=== Instructions to follow ===
Filter the lines below, keeping each one that holds "this".

=== Listed entries ===
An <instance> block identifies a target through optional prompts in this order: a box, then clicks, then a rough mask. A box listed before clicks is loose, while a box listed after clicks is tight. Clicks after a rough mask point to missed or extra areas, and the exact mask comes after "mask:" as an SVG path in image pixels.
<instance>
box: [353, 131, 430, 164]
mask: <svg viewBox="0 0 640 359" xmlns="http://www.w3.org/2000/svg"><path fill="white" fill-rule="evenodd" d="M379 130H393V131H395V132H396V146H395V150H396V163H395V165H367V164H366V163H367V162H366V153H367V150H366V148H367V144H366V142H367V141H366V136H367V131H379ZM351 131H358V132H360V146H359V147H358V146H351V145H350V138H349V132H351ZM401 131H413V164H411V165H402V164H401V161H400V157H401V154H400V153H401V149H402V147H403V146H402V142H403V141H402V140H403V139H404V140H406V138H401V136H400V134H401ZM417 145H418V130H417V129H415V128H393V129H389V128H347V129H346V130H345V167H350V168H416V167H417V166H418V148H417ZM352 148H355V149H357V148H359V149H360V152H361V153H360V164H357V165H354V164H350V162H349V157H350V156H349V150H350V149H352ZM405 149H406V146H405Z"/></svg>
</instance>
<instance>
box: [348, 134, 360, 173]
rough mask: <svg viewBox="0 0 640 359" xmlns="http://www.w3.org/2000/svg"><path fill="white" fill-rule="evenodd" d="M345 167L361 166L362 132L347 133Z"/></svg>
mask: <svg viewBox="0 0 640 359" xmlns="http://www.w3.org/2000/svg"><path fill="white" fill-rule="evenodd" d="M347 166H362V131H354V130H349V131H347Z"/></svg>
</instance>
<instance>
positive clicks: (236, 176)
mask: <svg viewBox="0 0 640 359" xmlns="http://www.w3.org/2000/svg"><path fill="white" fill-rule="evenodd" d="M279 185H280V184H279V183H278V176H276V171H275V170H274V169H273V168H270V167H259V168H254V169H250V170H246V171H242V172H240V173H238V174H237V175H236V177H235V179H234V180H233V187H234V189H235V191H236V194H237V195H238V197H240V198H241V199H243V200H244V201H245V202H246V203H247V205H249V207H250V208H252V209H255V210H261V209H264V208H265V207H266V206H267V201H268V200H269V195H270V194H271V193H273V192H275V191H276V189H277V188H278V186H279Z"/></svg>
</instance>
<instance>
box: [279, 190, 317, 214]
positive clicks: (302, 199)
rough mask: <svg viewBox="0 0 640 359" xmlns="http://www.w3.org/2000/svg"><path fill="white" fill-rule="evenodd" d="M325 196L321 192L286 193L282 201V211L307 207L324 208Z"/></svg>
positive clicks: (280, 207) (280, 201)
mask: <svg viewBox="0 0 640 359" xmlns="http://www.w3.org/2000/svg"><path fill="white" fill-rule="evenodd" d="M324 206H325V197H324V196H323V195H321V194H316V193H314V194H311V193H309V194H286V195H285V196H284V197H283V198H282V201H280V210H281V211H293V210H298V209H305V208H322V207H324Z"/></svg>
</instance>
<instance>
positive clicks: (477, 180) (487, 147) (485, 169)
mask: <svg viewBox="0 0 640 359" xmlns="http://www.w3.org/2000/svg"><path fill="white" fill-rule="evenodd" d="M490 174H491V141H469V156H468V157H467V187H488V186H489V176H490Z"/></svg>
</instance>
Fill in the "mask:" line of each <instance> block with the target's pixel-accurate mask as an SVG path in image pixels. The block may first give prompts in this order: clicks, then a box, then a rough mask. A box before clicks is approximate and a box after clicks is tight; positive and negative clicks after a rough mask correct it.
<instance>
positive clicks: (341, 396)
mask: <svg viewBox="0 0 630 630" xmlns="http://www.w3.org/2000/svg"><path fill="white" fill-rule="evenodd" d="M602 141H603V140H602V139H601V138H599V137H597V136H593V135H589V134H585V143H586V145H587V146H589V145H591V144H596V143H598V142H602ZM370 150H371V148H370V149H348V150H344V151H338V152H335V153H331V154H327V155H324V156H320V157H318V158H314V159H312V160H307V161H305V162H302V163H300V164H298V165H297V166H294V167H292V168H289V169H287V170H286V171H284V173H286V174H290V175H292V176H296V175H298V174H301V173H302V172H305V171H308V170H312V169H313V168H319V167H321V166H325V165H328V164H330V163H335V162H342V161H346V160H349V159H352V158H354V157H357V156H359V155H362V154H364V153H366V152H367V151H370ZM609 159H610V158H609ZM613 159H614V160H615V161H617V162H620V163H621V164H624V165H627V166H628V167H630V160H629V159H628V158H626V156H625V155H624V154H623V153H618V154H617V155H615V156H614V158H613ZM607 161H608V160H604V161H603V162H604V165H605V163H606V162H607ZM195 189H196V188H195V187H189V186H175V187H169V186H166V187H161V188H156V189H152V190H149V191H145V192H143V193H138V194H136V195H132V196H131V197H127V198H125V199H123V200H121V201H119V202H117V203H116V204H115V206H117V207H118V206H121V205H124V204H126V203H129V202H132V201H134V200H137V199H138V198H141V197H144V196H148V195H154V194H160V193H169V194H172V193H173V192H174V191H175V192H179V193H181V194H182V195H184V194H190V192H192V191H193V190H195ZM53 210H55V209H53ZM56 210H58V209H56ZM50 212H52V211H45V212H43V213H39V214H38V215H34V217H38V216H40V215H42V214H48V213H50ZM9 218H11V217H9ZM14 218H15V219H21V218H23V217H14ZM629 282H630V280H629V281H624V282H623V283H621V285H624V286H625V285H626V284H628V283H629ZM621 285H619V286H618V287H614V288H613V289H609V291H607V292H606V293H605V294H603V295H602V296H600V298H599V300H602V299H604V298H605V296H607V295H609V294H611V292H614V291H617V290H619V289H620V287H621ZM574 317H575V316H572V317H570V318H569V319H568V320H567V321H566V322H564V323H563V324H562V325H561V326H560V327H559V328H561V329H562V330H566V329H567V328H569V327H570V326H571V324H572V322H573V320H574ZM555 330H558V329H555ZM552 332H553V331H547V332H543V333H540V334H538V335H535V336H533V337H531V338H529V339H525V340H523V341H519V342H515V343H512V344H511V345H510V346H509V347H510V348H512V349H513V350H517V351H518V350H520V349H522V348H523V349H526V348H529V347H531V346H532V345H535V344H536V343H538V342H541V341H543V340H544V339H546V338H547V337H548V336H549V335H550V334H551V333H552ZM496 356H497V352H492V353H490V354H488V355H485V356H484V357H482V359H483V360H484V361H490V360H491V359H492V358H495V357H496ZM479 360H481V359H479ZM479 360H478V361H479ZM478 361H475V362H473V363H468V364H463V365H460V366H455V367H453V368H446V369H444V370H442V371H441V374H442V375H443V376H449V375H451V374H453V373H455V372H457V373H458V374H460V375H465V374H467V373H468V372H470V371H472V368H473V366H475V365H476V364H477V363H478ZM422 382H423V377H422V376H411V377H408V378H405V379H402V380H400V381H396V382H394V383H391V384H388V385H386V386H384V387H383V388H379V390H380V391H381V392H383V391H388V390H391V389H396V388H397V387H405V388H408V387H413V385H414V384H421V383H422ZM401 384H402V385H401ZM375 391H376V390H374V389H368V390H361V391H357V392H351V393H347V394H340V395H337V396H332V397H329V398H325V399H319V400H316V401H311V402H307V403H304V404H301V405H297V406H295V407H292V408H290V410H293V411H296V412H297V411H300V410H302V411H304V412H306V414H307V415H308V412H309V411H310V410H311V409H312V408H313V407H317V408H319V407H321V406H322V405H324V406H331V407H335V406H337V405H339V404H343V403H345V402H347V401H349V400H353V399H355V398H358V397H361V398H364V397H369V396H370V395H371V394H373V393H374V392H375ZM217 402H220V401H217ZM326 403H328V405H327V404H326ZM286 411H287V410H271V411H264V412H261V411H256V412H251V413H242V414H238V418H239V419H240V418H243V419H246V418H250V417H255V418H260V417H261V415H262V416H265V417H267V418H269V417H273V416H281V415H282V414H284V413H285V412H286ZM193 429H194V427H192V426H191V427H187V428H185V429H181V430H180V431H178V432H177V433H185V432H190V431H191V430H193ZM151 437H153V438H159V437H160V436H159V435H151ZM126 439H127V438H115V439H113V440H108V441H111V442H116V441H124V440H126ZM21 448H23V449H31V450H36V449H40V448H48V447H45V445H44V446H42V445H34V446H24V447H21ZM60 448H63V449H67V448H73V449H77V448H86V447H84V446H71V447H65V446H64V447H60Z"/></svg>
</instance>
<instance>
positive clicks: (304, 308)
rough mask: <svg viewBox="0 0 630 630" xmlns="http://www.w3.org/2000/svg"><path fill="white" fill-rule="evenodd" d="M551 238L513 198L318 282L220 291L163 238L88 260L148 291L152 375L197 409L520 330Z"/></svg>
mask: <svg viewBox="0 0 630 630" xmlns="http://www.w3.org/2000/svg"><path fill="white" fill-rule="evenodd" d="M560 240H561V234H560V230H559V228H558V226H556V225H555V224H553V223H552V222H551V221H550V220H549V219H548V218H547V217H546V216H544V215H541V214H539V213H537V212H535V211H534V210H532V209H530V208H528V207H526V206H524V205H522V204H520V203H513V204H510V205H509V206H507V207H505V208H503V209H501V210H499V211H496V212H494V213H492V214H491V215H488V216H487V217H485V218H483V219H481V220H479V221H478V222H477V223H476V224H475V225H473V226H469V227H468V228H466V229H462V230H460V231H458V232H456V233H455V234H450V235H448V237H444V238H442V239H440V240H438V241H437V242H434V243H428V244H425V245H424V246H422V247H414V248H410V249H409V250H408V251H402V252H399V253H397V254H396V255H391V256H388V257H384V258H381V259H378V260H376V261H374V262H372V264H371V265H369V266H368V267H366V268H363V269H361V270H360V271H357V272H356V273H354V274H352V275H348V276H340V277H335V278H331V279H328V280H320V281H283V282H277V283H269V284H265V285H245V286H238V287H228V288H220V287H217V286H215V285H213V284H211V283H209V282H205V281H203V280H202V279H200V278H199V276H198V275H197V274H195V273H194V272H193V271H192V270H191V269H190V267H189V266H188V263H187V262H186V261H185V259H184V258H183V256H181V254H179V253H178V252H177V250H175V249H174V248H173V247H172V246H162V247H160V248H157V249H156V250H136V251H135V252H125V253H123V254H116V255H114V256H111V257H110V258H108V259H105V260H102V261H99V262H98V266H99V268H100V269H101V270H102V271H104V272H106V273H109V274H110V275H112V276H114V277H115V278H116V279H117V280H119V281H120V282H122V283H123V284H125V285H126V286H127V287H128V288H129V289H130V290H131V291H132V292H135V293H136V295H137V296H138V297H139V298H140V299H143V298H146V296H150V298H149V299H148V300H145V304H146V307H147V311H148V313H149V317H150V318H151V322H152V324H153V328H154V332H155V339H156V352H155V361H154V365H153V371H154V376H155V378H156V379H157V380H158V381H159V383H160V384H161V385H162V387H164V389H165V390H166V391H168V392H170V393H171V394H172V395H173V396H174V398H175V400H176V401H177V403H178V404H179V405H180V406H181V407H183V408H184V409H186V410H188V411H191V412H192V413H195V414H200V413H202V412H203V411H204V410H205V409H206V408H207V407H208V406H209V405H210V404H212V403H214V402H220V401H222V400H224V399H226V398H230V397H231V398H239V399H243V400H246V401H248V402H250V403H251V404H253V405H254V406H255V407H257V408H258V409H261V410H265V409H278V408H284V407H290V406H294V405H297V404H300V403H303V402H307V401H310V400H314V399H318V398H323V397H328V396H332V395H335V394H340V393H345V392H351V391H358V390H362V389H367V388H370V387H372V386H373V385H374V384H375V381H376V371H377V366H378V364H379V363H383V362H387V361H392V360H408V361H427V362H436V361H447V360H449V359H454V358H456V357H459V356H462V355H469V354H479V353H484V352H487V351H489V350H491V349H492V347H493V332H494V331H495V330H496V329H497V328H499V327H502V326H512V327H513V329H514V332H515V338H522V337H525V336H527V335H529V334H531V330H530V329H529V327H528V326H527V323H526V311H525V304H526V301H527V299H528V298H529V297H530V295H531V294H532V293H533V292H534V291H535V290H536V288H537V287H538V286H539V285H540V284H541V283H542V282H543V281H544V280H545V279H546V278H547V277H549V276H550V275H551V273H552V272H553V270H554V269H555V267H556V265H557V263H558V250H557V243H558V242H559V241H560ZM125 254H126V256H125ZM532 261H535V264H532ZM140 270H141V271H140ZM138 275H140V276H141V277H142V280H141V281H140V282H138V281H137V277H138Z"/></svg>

=== Exercise answer ===
An <instance> block identifies a target through optional prompts in this order: a box, then clicks, then a rough mask. A box listed before clicks is loose, while a box listed after clicks is tight. Clicks after a rough mask point to missed or extra areas, and the exact mask comes after "mask:" as an SVG path in image pixels.
Fill in the "mask:" line of each <instance> block with the target's pixel-accurate mask as an SVG path in image pixels. The block may first give prompts in this order: clicks, then a box, then a rough mask. A box before clicks is approximate and a box after clicks is tight; positive and negative clicks after a rough mask correct it.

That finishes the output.